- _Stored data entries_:
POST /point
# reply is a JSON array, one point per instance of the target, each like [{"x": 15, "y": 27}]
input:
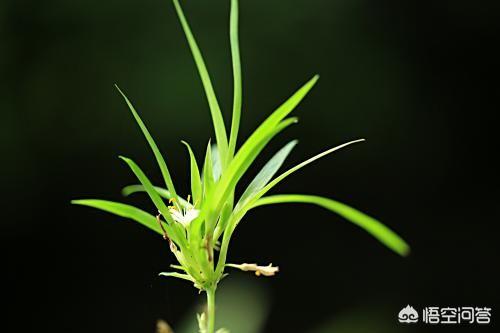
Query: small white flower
[{"x": 185, "y": 215}]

- _Required task_:
Repeat the records above verbatim, with no pictures in the result.

- _Output_:
POST /point
# reply is a JSON array, one point per instance of the target, each like [{"x": 15, "y": 27}]
input:
Query: small white flower
[{"x": 185, "y": 215}]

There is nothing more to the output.